To be done
Word for word, set down the records and skip each picture.

## START

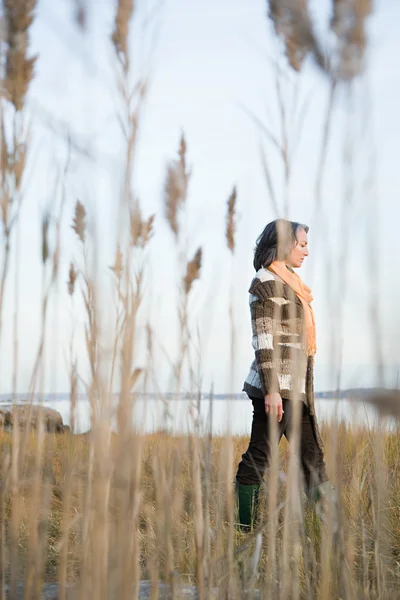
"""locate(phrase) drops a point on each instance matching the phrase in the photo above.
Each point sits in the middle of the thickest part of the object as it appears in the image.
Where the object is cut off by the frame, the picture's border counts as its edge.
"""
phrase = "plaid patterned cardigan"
(280, 364)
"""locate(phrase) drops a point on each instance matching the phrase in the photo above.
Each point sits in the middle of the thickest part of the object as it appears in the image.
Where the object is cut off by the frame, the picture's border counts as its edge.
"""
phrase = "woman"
(284, 340)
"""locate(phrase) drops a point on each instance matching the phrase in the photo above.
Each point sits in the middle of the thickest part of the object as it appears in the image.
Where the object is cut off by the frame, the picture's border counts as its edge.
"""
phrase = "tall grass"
(104, 510)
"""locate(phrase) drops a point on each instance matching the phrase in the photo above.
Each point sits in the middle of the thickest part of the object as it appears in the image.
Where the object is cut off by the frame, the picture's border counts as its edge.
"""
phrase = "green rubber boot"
(247, 498)
(325, 500)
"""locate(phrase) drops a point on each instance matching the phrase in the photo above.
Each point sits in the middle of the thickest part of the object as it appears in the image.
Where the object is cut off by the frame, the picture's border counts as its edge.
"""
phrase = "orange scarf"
(303, 292)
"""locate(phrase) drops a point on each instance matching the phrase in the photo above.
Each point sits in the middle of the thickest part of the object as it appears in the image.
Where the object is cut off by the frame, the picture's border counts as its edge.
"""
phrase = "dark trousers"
(256, 460)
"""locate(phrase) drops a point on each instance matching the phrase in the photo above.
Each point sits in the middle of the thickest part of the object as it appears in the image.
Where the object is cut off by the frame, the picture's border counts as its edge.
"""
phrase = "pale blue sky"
(210, 59)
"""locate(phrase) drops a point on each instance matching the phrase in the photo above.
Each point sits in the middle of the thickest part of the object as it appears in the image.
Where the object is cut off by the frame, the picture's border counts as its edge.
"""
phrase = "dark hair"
(276, 242)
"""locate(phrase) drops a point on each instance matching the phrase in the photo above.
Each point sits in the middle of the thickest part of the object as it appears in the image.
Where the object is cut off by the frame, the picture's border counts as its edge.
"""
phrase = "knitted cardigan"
(280, 364)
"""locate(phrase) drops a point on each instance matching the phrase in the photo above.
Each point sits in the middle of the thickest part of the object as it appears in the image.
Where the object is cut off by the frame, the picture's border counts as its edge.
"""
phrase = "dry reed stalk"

## END

Task result
"""locate(phrase) drops a point on each instance matching the phrase in the photo above.
Each point sits in the middle of the thickest part of the object as it appears in the image.
Where the object is cut off by the frame, the picture's border counts as its edge.
"""
phrase = "plaid patterned cardigan"
(280, 364)
"""locate(phrase) drops a point on each instance matching the phrase in the photo above.
Each point sits in the middle of the thickest part of the object as it appears in the image.
Where the object is cut off by the frame, the picture's border counts as its edge.
"""
phrase = "woman"
(284, 340)
"""locate(phrase) drops a point on each instance matching the phrase in the photo above.
Each point sits in the middle of the thickest part of the object as it appears in the image.
Where the object is cut off by the frame, the picture's border counts as its edge.
"""
phrase = "tall grass"
(104, 510)
"""locate(phrase) drops a point on each instance matching the phrase in the photo above.
Each point sits in the middle of the thickest part of the object as it appears in the image.
Where the object is cut off by the frame, the picture's border counts as its edge.
"""
phrase = "green rubber boot"
(247, 498)
(325, 500)
"""locate(phrase) drops a point on each instance matching the phrase in the photo above.
Each point sits in the middle of the thickest part of the object as it appears in the image.
Where the object is cut off by the frame, the picture's border counts as its edge.
"""
phrase = "orange scarf"
(303, 292)
"""locate(phrase) drops a point on each instance matching the phrase in the photo above.
Each point sits in the middle of the thickest part of the object as it appears in the image.
Where the object is cut off by the frame, the picture's border counts as its edge.
"""
phrase = "dark trousers"
(256, 460)
"""locate(phrase) drops a point on each instance matching the phrase in the photo above.
Each point sits in the middle of the thickest part of the object as it appears in the image.
Where the object is cut off by the frame, the picture's border counts as its edge.
"""
phrase = "pale blue sky"
(210, 59)
"""locate(phrase) drops a point on each instance matching the phrase in the photo above.
Each point sits in the middle of the thickest part of the object as it appears in the image.
Where the object is cut off by the frame, the picture's border counts as its edge.
"""
phrase = "dark hair"
(276, 242)
"""locate(phrase) drops a point on each instance matching the phrase in the photo above.
Each point sits in the middle of the thickest part of the object as it appears in the image.
Where the object is cut off by the frame, the picture's border counts as its edge.
"""
phrase = "knitted cardigan"
(280, 364)
"""locate(phrase) drops a point on each instance matching the phrase in the photo above.
Each point sits in the middle of the thickest part of the object as it appears in the image.
Where the object is cut off by the frame, the picture's border counts as its edge.
"""
phrase = "dry reed stalk"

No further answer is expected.